> Your goal:
Copy out the entries below verbatim, starting at the line that contains "Formation-chart tagging: label the windshield" and continuing through the final line of the entries, including both of those lines.

> Source records:
•••••

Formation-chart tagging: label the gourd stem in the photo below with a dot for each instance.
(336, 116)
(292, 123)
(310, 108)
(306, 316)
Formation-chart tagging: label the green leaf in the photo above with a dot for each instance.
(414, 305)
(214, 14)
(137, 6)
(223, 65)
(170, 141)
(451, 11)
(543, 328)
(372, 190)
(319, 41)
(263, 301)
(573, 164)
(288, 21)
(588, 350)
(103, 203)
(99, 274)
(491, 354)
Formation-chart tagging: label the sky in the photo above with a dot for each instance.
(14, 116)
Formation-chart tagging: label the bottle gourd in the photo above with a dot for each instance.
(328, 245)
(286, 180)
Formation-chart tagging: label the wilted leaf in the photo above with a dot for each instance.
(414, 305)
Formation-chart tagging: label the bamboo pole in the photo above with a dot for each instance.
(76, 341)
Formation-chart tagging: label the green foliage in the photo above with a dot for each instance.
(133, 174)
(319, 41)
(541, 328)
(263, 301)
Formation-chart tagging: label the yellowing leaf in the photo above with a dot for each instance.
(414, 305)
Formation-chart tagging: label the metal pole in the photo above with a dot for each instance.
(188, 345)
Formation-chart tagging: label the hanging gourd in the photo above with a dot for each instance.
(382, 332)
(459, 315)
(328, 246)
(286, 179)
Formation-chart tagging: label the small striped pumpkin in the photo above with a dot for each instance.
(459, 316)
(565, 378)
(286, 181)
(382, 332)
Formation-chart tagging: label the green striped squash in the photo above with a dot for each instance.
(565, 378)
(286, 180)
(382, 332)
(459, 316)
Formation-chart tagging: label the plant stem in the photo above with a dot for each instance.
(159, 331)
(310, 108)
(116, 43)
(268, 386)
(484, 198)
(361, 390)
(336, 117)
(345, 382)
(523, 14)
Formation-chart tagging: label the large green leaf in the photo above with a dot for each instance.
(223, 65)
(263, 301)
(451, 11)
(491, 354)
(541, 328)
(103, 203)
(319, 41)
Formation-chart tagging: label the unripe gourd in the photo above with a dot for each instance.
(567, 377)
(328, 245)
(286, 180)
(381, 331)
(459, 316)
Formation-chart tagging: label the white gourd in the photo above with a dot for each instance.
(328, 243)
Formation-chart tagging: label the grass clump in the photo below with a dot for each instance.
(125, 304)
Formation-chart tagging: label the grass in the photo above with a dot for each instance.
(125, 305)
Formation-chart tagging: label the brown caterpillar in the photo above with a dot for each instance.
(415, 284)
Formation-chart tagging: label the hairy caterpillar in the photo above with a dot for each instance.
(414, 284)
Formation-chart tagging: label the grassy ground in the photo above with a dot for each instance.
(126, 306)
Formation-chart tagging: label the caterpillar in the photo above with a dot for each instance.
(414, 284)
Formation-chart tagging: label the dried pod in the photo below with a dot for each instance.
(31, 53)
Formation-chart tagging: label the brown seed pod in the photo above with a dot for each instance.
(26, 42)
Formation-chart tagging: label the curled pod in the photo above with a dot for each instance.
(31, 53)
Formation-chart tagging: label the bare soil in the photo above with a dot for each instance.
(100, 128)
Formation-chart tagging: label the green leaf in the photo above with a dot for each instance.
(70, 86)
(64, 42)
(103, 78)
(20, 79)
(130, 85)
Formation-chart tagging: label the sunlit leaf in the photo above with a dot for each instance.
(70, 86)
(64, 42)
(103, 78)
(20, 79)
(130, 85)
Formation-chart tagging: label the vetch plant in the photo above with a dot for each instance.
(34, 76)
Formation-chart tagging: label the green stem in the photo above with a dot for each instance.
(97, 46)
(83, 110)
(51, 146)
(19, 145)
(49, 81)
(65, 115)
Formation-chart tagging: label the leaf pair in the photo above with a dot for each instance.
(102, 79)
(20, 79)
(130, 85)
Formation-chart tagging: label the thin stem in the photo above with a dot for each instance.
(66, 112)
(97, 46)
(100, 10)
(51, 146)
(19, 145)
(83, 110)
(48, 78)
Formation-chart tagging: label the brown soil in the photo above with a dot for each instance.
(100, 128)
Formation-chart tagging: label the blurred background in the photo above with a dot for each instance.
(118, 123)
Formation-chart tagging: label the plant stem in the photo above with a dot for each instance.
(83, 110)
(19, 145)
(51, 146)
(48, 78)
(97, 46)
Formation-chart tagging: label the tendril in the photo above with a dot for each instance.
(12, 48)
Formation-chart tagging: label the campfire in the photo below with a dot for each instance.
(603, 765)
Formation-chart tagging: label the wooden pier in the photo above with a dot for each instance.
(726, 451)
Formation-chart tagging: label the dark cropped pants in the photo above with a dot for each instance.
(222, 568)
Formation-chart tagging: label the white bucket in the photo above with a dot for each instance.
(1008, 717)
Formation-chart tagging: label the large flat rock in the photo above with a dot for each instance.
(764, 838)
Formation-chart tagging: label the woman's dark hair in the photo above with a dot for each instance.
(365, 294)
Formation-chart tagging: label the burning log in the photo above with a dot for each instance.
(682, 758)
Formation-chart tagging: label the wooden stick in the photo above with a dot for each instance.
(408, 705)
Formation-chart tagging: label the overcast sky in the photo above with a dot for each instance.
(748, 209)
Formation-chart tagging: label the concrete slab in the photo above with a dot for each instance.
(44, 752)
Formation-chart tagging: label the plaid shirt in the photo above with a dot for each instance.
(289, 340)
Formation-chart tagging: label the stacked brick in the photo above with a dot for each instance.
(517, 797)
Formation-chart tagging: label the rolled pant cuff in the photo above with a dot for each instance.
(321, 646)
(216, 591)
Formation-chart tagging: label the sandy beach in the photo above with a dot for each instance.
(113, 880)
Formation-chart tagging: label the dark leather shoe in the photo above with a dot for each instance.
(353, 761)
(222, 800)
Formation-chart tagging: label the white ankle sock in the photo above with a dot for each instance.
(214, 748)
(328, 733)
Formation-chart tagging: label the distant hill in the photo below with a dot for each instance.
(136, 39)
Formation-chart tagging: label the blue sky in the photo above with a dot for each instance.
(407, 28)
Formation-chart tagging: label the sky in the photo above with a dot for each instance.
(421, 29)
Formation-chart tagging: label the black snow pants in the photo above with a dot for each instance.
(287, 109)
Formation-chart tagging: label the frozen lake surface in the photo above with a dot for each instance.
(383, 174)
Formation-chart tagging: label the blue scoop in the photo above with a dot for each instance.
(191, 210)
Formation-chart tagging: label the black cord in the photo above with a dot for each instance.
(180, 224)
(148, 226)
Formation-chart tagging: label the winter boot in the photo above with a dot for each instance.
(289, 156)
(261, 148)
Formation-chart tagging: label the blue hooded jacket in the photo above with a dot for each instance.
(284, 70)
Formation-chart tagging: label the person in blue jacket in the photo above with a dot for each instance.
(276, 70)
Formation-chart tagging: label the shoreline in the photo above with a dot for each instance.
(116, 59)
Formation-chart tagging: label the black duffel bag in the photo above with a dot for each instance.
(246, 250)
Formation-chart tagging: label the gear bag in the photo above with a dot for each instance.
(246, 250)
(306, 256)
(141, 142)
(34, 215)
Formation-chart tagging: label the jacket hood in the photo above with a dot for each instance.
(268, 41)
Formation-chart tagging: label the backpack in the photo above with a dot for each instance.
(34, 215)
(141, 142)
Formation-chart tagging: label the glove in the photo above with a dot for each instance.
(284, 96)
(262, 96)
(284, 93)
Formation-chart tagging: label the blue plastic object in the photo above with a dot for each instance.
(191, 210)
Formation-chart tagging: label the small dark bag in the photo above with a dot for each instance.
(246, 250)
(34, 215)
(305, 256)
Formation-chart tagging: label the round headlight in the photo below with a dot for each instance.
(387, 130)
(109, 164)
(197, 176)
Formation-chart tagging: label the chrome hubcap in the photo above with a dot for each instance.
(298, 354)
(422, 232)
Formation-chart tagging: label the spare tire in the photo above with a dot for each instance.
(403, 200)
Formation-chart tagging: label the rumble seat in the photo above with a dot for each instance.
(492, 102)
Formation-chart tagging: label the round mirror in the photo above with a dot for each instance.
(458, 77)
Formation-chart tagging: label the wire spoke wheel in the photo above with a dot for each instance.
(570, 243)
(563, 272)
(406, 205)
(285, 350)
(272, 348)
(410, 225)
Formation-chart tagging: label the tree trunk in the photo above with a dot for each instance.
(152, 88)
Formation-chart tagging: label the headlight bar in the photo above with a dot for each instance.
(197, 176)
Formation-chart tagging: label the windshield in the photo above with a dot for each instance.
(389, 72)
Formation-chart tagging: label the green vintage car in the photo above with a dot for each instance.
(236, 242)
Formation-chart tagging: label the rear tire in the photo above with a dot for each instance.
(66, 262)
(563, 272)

•••••

> Worked answer:
Formation-chart tagging: label the windshield in the photo above with a dot for each instance.
(389, 72)
Formation-chart tagging: label the green vintage car in the photo above with a dot for each instance.
(236, 242)
Formation-chart tagging: label the rear tire in the photo above with a dot for each instance.
(66, 262)
(563, 272)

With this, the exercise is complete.